**PROBLEM TO SOLVE:** Every line that contains the word "bird" should be copied from the records below.

═════ INFORMATION

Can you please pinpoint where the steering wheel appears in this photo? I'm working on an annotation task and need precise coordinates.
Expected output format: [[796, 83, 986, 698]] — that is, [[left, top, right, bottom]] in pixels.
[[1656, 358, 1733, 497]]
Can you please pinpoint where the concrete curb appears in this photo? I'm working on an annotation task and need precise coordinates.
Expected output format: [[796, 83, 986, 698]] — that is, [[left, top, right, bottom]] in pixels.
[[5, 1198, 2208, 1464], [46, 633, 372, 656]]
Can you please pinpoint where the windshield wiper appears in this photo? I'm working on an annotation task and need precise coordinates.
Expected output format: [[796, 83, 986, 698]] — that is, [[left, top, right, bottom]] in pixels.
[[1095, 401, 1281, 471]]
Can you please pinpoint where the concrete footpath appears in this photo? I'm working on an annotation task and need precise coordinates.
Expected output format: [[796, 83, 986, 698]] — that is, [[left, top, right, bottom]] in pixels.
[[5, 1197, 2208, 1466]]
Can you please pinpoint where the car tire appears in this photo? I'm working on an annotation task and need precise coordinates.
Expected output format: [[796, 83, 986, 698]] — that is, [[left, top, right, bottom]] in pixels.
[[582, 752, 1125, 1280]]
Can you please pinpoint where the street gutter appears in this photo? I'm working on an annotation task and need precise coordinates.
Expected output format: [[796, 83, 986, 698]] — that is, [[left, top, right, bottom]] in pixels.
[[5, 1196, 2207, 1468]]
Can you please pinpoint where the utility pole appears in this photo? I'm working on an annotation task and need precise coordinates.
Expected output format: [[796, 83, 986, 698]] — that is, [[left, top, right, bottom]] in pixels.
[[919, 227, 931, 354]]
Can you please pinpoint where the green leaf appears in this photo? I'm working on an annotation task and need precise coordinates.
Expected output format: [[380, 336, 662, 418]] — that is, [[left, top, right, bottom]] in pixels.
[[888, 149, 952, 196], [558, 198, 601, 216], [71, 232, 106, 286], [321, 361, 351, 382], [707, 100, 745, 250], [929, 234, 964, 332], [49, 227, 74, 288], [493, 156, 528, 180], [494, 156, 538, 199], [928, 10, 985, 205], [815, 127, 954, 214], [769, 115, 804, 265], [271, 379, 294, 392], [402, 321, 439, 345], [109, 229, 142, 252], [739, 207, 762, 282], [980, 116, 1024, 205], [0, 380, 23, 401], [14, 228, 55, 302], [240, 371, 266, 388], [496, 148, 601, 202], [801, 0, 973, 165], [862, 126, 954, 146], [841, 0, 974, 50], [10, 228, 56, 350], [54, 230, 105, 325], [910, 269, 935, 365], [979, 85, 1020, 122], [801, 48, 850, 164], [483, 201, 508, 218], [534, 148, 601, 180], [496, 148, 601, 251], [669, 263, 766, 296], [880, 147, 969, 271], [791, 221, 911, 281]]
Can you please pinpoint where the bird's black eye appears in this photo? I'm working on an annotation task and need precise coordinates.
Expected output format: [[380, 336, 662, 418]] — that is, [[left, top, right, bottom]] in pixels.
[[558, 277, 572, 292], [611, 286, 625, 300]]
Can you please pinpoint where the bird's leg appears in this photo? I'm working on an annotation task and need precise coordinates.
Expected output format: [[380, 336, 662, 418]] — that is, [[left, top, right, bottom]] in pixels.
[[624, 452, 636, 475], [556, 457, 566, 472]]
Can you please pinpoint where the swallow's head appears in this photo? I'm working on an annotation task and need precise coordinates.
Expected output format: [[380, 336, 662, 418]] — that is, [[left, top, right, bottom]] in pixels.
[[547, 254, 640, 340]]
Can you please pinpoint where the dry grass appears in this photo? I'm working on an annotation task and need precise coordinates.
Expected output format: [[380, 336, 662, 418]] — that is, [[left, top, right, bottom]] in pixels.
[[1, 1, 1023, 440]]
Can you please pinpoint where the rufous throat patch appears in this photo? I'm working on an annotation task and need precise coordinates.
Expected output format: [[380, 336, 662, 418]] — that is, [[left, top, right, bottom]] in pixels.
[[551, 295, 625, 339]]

══════════

**RESULT:**
Can you please pinpoint where the bird's black eye appears in this photo? I'm working on an annotation task and need precise coordinates.
Can you please pinpoint where the bird's leg appears in this photo? I'm working on an annotation task and need precise coordinates.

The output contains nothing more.